• **WHAT IS REQUIRED**: Below are the records. Restate word for word every line from the one that contains "green foliage, a" through the final line, both included.

═════ DATASET

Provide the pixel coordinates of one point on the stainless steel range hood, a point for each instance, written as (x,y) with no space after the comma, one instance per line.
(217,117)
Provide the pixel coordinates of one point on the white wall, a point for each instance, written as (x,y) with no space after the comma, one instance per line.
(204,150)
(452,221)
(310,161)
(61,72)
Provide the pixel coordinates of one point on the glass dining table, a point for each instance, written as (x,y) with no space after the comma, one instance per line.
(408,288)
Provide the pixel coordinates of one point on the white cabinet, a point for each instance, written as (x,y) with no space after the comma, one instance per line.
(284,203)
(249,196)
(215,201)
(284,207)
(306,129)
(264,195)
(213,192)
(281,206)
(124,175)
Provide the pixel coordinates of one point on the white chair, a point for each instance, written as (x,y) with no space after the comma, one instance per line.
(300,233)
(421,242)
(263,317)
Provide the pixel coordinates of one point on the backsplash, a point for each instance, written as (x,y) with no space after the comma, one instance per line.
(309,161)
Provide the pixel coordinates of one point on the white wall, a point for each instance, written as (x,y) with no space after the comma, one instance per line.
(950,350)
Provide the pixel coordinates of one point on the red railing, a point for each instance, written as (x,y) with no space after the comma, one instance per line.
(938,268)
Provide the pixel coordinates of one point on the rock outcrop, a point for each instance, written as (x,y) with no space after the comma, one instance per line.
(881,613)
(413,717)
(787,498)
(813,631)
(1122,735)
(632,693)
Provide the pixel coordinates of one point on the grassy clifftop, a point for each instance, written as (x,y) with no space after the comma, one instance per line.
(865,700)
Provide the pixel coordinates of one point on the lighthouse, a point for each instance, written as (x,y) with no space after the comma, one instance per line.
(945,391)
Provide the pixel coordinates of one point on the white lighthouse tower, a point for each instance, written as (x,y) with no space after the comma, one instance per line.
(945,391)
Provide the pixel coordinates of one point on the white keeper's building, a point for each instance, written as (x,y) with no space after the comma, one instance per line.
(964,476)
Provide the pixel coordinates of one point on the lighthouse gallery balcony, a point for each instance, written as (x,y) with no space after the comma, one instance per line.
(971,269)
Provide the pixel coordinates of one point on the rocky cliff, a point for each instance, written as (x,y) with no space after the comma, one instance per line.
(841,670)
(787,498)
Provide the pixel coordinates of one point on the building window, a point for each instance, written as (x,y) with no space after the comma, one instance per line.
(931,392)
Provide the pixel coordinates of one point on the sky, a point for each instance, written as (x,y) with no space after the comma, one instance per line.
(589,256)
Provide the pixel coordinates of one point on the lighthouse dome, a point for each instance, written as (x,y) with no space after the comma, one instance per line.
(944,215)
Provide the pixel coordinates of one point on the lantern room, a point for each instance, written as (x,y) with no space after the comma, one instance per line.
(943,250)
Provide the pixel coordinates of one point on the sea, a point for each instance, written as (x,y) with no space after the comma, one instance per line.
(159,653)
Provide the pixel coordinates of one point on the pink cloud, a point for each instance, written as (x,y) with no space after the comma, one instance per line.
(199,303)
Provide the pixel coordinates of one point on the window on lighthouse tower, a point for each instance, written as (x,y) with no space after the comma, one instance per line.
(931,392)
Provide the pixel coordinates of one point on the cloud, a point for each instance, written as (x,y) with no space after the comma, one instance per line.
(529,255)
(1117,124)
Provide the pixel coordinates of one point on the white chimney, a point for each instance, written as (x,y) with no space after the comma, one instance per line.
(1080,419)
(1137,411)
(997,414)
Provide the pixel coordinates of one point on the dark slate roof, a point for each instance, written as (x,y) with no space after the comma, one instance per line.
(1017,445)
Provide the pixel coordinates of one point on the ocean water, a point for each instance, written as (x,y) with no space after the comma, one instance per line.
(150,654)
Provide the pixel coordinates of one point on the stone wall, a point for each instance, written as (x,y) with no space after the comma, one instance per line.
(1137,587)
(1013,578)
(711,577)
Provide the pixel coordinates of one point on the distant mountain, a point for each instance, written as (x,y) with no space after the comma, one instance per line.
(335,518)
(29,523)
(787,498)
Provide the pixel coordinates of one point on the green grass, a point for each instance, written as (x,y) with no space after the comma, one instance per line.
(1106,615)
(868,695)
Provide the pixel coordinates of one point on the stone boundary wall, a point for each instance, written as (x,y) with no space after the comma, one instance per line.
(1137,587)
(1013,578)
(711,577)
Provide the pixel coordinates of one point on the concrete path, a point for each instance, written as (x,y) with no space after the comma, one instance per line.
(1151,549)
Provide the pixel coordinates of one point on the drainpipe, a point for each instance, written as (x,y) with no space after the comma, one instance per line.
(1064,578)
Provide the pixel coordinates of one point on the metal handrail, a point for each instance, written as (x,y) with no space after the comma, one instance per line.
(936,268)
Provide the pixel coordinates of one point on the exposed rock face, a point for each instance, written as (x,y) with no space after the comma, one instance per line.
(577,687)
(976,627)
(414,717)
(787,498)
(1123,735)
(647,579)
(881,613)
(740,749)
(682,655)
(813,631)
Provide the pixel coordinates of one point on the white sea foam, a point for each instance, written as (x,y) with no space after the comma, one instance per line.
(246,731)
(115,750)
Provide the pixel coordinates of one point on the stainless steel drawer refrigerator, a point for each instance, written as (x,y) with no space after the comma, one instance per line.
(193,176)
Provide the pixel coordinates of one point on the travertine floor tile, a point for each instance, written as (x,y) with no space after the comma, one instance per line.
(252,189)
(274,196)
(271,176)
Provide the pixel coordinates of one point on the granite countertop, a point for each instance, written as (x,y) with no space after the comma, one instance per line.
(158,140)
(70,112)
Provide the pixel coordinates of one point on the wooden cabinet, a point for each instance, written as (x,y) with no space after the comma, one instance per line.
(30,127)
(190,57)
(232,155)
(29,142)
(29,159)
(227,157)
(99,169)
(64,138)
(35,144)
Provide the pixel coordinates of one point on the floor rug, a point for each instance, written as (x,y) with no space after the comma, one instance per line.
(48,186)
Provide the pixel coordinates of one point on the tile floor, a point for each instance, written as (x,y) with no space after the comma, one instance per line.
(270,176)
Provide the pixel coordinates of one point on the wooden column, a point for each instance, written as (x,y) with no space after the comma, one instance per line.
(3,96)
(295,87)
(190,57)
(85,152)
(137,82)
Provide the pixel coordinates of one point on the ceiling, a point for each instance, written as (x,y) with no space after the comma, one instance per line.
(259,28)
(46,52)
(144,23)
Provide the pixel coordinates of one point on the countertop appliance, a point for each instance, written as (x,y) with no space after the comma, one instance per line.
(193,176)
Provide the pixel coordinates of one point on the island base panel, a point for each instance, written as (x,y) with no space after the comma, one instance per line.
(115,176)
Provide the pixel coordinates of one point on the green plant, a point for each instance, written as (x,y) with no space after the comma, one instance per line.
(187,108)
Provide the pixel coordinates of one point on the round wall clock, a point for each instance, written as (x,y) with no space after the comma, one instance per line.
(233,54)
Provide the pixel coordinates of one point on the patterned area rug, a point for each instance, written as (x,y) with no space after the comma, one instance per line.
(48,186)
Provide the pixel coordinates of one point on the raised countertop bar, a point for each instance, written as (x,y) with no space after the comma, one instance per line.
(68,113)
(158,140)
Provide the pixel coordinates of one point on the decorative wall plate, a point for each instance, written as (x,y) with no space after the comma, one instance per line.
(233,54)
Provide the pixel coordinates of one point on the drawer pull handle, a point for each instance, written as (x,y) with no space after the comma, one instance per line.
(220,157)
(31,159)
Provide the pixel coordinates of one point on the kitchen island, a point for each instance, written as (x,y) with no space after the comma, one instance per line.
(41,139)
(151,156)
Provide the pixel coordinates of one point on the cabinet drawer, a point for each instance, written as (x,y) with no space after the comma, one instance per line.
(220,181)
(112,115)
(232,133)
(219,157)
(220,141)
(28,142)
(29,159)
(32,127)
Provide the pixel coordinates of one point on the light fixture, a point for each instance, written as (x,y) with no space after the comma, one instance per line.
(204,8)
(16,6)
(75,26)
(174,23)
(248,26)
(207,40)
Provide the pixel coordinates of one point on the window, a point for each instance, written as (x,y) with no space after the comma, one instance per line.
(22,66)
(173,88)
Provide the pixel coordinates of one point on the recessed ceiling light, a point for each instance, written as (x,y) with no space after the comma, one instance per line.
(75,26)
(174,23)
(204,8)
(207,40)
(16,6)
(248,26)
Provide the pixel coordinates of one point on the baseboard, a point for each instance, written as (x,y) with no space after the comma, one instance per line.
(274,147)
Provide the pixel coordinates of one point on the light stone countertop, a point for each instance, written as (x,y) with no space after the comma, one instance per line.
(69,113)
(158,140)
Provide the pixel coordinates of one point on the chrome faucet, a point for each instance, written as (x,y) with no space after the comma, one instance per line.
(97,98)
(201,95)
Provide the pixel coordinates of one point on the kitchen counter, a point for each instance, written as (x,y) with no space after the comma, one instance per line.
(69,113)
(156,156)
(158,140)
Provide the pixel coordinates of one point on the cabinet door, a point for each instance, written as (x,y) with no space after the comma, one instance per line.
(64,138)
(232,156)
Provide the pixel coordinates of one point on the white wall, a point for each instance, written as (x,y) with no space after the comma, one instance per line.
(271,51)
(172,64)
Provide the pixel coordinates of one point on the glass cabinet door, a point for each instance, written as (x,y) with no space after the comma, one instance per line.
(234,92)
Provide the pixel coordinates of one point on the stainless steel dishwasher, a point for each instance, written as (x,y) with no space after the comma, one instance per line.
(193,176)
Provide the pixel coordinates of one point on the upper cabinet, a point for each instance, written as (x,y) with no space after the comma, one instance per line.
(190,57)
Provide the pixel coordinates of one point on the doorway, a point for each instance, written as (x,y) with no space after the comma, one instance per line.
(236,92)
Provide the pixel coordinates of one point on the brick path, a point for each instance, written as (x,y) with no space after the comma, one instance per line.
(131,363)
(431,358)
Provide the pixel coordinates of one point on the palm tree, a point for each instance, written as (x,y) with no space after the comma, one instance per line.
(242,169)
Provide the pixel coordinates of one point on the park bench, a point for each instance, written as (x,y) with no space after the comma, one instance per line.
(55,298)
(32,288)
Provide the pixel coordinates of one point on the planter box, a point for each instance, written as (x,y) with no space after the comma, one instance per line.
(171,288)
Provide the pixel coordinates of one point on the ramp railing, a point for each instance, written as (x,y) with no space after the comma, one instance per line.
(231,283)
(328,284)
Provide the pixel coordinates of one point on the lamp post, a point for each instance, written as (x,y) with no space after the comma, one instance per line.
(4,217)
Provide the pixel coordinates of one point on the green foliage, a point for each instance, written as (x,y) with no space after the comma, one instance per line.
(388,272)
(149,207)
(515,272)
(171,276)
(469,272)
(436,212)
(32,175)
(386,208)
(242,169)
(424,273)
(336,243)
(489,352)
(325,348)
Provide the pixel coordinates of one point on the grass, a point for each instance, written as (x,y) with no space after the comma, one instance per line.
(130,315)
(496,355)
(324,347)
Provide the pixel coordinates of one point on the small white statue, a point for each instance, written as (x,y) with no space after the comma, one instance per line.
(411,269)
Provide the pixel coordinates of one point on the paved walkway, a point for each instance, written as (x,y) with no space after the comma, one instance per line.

══════════

• **THE REPLY**:
Provide the pixel coordinates of one point on the green foliage, a point for each instance, written as (x,y) with no space after the comma, one instance per line.
(388,272)
(149,207)
(515,272)
(171,276)
(469,272)
(436,212)
(32,175)
(386,208)
(242,169)
(424,273)
(336,243)
(489,352)
(325,348)
Provide the pixel coordinates of one point on the grass, a point for each instance, written as (x,y) with no space after the comma, one instance per line.
(130,315)
(496,355)
(324,347)
Provide the pixel coordinates of one point on the small white statue, a point for each instance, written as (x,y) with no space after the comma, one instance per line.
(411,269)
Provide the pixel coordinates of one point on the paved walkway, a point for each instance, written as (x,y) with no space after the comma, one instance per line.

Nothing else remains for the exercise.